▶ _Your task_
Return the material exactly as supplied, apart from the pictures, which are omitted.

▶ _Exercise inputs_
◆ ◆ ◆ ◆ ◆

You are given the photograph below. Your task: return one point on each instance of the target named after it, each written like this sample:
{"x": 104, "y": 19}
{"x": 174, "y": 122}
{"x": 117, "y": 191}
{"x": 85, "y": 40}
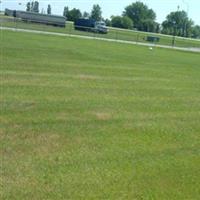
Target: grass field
{"x": 126, "y": 35}
{"x": 87, "y": 119}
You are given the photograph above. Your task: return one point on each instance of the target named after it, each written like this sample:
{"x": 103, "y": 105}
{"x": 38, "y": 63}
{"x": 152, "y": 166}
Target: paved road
{"x": 97, "y": 38}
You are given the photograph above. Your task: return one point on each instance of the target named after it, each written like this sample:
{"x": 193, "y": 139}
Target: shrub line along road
{"x": 97, "y": 38}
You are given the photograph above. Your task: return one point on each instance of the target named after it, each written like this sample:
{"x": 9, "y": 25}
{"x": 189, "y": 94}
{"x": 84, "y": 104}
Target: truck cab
{"x": 100, "y": 27}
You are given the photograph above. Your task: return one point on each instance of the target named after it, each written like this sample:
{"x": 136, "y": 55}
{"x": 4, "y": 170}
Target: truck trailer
{"x": 55, "y": 20}
{"x": 90, "y": 25}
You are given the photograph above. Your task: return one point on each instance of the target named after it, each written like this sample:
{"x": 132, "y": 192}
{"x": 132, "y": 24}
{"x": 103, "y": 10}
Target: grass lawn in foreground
{"x": 83, "y": 119}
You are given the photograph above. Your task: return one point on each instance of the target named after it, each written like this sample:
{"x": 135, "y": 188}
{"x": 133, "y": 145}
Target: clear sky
{"x": 114, "y": 7}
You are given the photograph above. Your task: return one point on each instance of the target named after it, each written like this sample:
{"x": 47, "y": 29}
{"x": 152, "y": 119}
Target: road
{"x": 102, "y": 39}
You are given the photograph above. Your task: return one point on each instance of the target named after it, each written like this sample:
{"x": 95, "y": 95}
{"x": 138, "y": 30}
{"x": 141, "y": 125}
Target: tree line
{"x": 137, "y": 16}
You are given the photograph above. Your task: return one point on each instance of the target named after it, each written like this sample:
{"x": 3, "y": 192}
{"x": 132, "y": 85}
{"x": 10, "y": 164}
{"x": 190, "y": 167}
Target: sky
{"x": 114, "y": 7}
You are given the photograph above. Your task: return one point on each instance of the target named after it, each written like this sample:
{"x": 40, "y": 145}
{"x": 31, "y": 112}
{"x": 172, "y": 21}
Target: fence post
{"x": 116, "y": 35}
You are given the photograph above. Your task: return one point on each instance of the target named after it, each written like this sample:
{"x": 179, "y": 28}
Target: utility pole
{"x": 187, "y": 5}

◆ ◆ ◆ ◆ ◆

▶ _Finished task_
You are given the photograph below. Your task: return one point on each instance of the target named after it, each written like this sample:
{"x": 104, "y": 19}
{"x": 174, "y": 122}
{"x": 117, "y": 191}
{"x": 85, "y": 40}
Target: grass field
{"x": 126, "y": 35}
{"x": 87, "y": 119}
You are given the photograph above. Your task: return one point on each instance of the target named after it, each written like this sample:
{"x": 103, "y": 105}
{"x": 38, "y": 63}
{"x": 152, "y": 166}
Target: paved road
{"x": 97, "y": 38}
You are given the photograph above. Your task: return one point on each instance of the target named after it, each written like this sample:
{"x": 193, "y": 139}
Target: shrub line along road
{"x": 97, "y": 38}
You are given the photograph above. Your task: return one point on each instance of the target named after it, each written like this sample:
{"x": 9, "y": 25}
{"x": 189, "y": 94}
{"x": 84, "y": 104}
Target: truck cab
{"x": 100, "y": 27}
You are given the photograph above. Your task: return one point on each instance of the target named after it, each written like this sample:
{"x": 136, "y": 55}
{"x": 4, "y": 170}
Target: truck trailer
{"x": 55, "y": 20}
{"x": 90, "y": 25}
You are given the photograph above. Your task: return one point on each instance of the target named after it, each written like this sample:
{"x": 132, "y": 192}
{"x": 132, "y": 24}
{"x": 103, "y": 10}
Target: grass lawn in foreground
{"x": 83, "y": 119}
You are given the photograph above. Your task: return one point on each instance of the target named after it, each written like this sample:
{"x": 135, "y": 188}
{"x": 133, "y": 145}
Target: clear sky
{"x": 114, "y": 7}
You are given the photograph above. Your task: return one point on each instance of the target named after it, each written like this sample:
{"x": 47, "y": 29}
{"x": 152, "y": 119}
Target: road
{"x": 102, "y": 39}
You are given the photograph above. Your task: return one point on each instance of the target named after it, each written like this sample:
{"x": 95, "y": 95}
{"x": 138, "y": 30}
{"x": 141, "y": 125}
Target: tree line
{"x": 137, "y": 16}
You are given the photograph above. Your task: return one point on each instance of the target named after it, each written like this sample:
{"x": 3, "y": 192}
{"x": 132, "y": 85}
{"x": 10, "y": 164}
{"x": 190, "y": 167}
Target: sky
{"x": 114, "y": 7}
You are given the photograph above. Your task: return one point on each instance of the target named after it, each written like this sample:
{"x": 40, "y": 145}
{"x": 31, "y": 112}
{"x": 172, "y": 21}
Target: fence post
{"x": 116, "y": 35}
You are given the photograph above. Your task: return one point on each instance of the target named after it, each written like this sample:
{"x": 179, "y": 28}
Target: utility pole
{"x": 187, "y": 5}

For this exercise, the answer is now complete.